WRITTEN EXERCISE → Write each line of the listing below as one item in a numbered list, and drop any blank lines.

DATA RECORDS →
+++++

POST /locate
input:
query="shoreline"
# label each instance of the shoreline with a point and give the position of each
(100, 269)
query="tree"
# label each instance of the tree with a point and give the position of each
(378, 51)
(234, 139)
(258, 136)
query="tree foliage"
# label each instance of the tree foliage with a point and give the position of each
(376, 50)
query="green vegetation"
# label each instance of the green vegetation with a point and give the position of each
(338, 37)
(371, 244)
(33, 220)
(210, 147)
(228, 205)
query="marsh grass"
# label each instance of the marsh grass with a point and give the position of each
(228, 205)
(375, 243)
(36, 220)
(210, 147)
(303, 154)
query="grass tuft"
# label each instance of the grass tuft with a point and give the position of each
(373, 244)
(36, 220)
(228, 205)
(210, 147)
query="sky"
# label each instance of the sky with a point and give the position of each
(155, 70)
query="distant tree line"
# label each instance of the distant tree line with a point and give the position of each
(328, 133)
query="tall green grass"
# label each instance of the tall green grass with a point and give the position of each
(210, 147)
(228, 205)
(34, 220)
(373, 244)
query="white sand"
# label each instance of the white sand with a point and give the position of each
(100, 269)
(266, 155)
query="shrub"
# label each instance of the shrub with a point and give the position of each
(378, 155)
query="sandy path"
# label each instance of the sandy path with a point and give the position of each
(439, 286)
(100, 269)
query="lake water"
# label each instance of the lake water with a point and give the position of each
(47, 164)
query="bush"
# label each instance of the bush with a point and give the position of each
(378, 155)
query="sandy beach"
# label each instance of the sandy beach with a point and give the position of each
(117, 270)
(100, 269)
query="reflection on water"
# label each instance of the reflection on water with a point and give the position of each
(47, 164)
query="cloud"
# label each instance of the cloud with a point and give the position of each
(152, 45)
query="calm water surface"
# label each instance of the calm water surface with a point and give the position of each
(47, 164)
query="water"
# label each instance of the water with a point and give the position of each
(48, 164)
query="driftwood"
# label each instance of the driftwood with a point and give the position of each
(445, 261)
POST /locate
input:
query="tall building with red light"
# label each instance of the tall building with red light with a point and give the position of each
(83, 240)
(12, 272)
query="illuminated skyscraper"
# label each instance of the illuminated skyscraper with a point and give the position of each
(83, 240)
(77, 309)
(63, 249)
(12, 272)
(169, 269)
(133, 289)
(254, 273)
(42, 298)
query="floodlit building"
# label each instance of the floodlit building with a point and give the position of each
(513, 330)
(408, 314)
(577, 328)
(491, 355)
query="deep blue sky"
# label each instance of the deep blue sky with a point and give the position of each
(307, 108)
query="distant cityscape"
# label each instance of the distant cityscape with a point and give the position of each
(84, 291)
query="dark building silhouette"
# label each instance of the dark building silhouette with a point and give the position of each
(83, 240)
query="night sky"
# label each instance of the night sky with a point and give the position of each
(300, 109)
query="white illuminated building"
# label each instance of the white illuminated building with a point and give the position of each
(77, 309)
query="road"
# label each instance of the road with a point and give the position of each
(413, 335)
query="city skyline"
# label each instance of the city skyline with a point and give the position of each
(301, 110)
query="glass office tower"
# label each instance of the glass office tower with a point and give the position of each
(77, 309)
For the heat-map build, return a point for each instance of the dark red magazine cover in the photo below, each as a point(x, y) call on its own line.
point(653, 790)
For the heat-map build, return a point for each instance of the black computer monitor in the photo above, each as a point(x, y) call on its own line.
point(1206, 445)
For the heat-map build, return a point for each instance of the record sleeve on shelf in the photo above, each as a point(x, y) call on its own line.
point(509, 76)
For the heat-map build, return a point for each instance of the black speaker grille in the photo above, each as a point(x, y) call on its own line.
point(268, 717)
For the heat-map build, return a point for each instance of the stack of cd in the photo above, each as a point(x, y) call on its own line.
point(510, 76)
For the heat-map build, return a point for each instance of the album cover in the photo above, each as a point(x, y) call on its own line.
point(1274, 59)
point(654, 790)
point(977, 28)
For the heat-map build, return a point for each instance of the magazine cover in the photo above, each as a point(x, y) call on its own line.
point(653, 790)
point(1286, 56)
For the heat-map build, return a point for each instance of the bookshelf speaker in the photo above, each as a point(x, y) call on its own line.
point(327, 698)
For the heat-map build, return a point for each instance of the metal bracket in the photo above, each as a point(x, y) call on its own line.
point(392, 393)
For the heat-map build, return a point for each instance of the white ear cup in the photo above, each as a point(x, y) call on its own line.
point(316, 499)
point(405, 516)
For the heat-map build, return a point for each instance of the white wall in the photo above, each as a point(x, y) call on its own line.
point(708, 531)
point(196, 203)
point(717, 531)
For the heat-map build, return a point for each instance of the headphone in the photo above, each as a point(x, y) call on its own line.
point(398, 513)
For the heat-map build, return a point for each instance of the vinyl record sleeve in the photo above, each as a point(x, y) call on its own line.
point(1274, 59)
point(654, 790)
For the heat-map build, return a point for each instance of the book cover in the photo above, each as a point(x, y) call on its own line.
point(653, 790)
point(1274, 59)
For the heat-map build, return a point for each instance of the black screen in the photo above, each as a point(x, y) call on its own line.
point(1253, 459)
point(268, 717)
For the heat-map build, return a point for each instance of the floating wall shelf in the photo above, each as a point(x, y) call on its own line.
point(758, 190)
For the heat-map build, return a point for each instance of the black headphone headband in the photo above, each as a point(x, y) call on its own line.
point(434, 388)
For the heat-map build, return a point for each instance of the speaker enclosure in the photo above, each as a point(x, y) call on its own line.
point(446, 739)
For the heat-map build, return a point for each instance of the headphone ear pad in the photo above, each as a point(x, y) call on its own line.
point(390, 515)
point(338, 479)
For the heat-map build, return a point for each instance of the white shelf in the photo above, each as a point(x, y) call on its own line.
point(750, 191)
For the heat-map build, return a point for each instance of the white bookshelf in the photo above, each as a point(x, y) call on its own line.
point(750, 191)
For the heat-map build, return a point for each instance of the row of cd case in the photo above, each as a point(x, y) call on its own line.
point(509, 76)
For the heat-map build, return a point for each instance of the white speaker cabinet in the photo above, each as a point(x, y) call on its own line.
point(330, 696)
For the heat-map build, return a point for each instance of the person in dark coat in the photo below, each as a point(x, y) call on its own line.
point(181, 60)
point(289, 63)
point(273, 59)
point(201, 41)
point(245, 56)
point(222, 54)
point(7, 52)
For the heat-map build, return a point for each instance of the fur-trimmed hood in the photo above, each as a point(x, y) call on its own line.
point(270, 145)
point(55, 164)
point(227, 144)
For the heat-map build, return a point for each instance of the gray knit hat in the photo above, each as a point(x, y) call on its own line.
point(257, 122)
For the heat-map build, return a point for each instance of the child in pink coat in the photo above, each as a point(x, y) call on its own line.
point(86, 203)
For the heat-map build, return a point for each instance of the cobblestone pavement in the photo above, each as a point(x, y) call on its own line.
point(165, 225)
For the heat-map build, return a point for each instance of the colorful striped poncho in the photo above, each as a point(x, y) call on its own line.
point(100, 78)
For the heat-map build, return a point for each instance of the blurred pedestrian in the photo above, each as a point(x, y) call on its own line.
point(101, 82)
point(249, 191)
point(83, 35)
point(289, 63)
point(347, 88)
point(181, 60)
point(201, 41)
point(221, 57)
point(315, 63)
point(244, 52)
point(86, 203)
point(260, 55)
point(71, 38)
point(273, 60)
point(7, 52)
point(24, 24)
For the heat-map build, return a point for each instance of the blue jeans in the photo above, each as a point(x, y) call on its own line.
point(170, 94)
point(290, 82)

+++++

ANSWER TO THE TASK →
1. POST /locate
2. input:
3. query="shoreline"
4. # label each instance of the shoreline with a point and give the position of each
5. (100, 269)
6. query="tree"
7. # label each instance of the tree with a point and give the position of each
8. (378, 51)
9. (234, 139)
10. (258, 136)
11. query="tree foliage"
12. # label each instance of the tree foliage with a point and give the position of each
13. (376, 50)
14. query="green vegetation"
15. # label each instance of the green vegetation with a point and give the position of each
16. (338, 37)
17. (371, 244)
18. (33, 220)
19. (210, 147)
20. (228, 205)
21. query="marsh grass"
22. # label each instance of the marsh grass with a point and give the position of each
23. (228, 205)
24. (375, 243)
25. (36, 220)
26. (210, 147)
27. (303, 154)
28. query="grass tuft"
29. # label each instance of the grass tuft with a point and give the position of each
30. (373, 244)
31. (36, 220)
32. (228, 205)
33. (210, 147)
34. query="sky"
35. # label each instance of the sky with a point and give the position of each
36. (155, 70)
37. query="distant tree line"
38. # label each instance of the distant tree line with a point and give the position of each
39. (328, 133)
40. query="tall green grass"
41. # label each instance of the tall green grass with a point and give the position of each
42. (210, 147)
43. (228, 205)
44. (34, 220)
45. (373, 244)
46. query="white sand"
47. # label each instance of the white sand with a point and give the position of each
48. (100, 269)
49. (266, 155)
50. query="shrub"
51. # label each instance of the shrub with a point and give the position of each
52. (378, 155)
53. query="sandy path"
54. # label each instance of the sandy path with a point and give the position of each
55. (439, 286)
56. (100, 269)
57. query="lake water"
58. # label each instance of the lake water with a point and give the position of each
59. (47, 164)
60. query="bush"
61. # label each instance of the bush with a point and give the position of each
62. (378, 155)
63. query="sandy beach"
64. # label each instance of the sandy beach with a point and give the position of each
65. (117, 270)
66. (100, 269)
67. query="reflection on water"
68. # label each instance of the reflection on water with a point and give the position of each
69. (47, 164)
70. query="cloud"
71. # label each instance of the cloud with a point and give the position of each
72. (152, 45)
73. query="calm water surface"
74. # label each instance of the calm water surface with a point and give the position of each
75. (47, 164)
76. query="water"
77. # label each instance of the water with a point and give the position of each
78. (48, 164)
79. query="driftwood"
80. # label each instance of the driftwood with a point and give the position of each
81. (445, 261)
82. POST /locate
83. input:
84. query="tall building with red light"
85. # label each instance of the tall building with red light with a point and give the position of each
86. (83, 240)
87. (12, 272)
88. query="illuminated skyscraper"
89. # label each instance of the illuminated skyscraper with a point and give the position of each
90. (83, 240)
91. (77, 309)
92. (63, 249)
93. (12, 272)
94. (169, 269)
95. (133, 289)
96. (254, 273)
97. (42, 298)
98. query="floodlit building"
99. # label each instance of the floodlit building with a point and give the position of each
100. (513, 330)
101. (408, 314)
102. (577, 328)
103. (491, 355)
104. query="deep blue sky"
105. # label each instance of the deep blue sky with a point and give the position of each
106. (307, 108)
107. query="distant cityscape"
108. # label each instance of the distant cityscape with a point and give the position of each
109. (84, 291)
110. query="dark building silhouette"
111. # label each instance of the dark building silhouette with a point and give the position of each
112. (83, 240)
113. query="night sky"
114. # label each instance of the night sky with a point and give the position of each
115. (300, 109)
116. query="white illuminated building"
117. # label each instance of the white illuminated building with a point and give the position of each
118. (77, 309)
119. query="road"
120. # label each instance of the road with a point and give the position of each
121. (413, 335)
122. query="city skyline"
123. # label each instance of the city skyline with a point and give the position of each
124. (301, 110)
125. query="glass office tower"
126. # label each instance of the glass office tower with a point and give the position of each
127. (77, 309)
128. For the heat-map build, return a point for each instance of the dark red magazine cover in the photo below, each as a point(x, y) call on its own line.
129. point(653, 790)
130. For the heat-map build, return a point for each instance of the black computer monitor in the photo above, each as a point(x, y) call on its own line.
131. point(1206, 445)
132. For the heat-map build, return a point for each instance of the record sleeve on shelf in the photo above, each as a point(x, y) call on its own line.
133. point(509, 76)
134. For the heat-map build, return a point for each instance of the black speaker grille in the photo above, each as a point(x, y) call on its own line.
135. point(268, 717)
136. For the heat-map build, return a point for each instance of the stack of cd in the photo above, each as a point(x, y) call on its own line.
137. point(510, 76)
138. For the heat-map build, return a point for each instance of the album cover in the photo above, each as a point(x, y) call on its own line.
139. point(1274, 59)
140. point(654, 790)
141. point(977, 28)
142. For the heat-map build, return a point for each instance of the magazine cover in the photo above, each as a point(x, y) call on its own line.
143. point(653, 790)
144. point(1286, 56)
145. For the heat-map build, return a point for each instance of the bookshelf speaker in the photo above, each as a point(x, y) call on its own line.
146. point(327, 698)
147. For the heat-map build, return a point for each instance of the metal bracket in the photo above, each as a point(x, y) call on its own line.
148. point(392, 393)
149. For the heat-map build, return a point for each instance of the white ear cup in the photo above, each as a point(x, y) call on its own line.
150. point(316, 499)
151. point(405, 516)
152. For the heat-map build, return a point for each instance of the white wall in the photo above, each as a point(x, y) call on its own line.
153. point(708, 531)
154. point(196, 203)
155. point(717, 531)
156. For the heat-map build, return a point for each instance of the headphone in the photo above, each as a point(x, y) call on its own line.
157. point(398, 513)
158. For the heat-map build, return a point for each instance of the vinyl record sleeve in the photo above, each as a point(x, y) call on its own line.
159. point(1274, 59)
160. point(654, 790)
161. For the heat-map build, return a point for each instance of the book cover in the photo above, each as a point(x, y) call on its own line.
162. point(653, 790)
163. point(1274, 59)
164. For the heat-map build, return a point for each instance of the black screen in the photo above, each as a point(x, y) call on its own line.
165. point(1253, 459)
166. point(268, 717)
167. For the heat-map build, return a point for each instance of the floating wall shelf in the photo above, each as a point(x, y) call on its own line.
168. point(758, 190)
169. For the heat-map build, return a point for each instance of the black headphone headband in the photo above, each as a point(x, y) call on its own line.
170. point(434, 388)
171. For the heat-map build, return a point for each instance of the speaker enclosure in the photo above, each as a point(x, y) call on its own line.
172. point(446, 739)
173. For the heat-map build, return a point for each instance of the headphone ear pad in the photo above, each as a point(x, y) call on its own line.
174. point(390, 515)
175. point(338, 479)
176. For the heat-map build, return a point for each instance of the white shelf in the photo above, each as a point(x, y) call on its own line.
177. point(750, 191)
178. For the heat-map build, return a point for each instance of the white bookshelf in the photo above, each as a point(x, y) call on its own line.
179. point(750, 191)
180. For the heat-map build, return a point for each instance of the row of cd case in the photo above, each as a point(x, y) call on its own line.
181. point(509, 76)
182. For the heat-map build, return a point for each instance of the white speaker cabinet in the photo above, each as a point(x, y) call on its own line.
183. point(330, 696)
184. For the heat-map build, return a point for each instance of the person in dark coat in the photo below, each as a point(x, y) call on its own line.
185. point(181, 60)
186. point(289, 63)
187. point(273, 59)
188. point(201, 41)
189. point(245, 56)
190. point(222, 54)
191. point(7, 52)
192. For the heat-map build, return a point for each instance of the fur-trimmed hood in the photo above, each as a point(x, y) call on its own line.
193. point(270, 145)
194. point(55, 164)
195. point(227, 144)
196. For the heat-map build, return a point for each instance of the gray knit hat in the photo above, each as a point(x, y) call on its own line.
197. point(257, 122)
198. For the heat-map build, return a point for each instance of the child in pink coat in the photo above, each as a point(x, y) call on its own line.
199. point(86, 203)
200. For the heat-map build, return a point for each instance of the cobblestone pavement in the photo above, each as a point(x, y) call on its own line.
201. point(165, 225)
202. For the heat-map build, return a point for each instance of the colorful striped poncho in the photo above, each as a point(x, y) call on its own line.
203. point(100, 78)
204. For the heat-map build, return a point for each instance of the blurred pedestrian in the photo above, each as a point(x, y) call on its own line.
205. point(101, 82)
206. point(249, 191)
207. point(83, 35)
208. point(289, 63)
209. point(347, 88)
210. point(181, 60)
211. point(201, 41)
212. point(221, 57)
213. point(315, 63)
214. point(244, 52)
215. point(86, 203)
216. point(260, 55)
217. point(71, 38)
218. point(273, 60)
219. point(7, 52)
220. point(24, 24)
221. For the heat-map build, return a point for each instance of the blue jeans in the photo above, each as a point(x, y) call on its own line.
222. point(170, 94)
223. point(290, 82)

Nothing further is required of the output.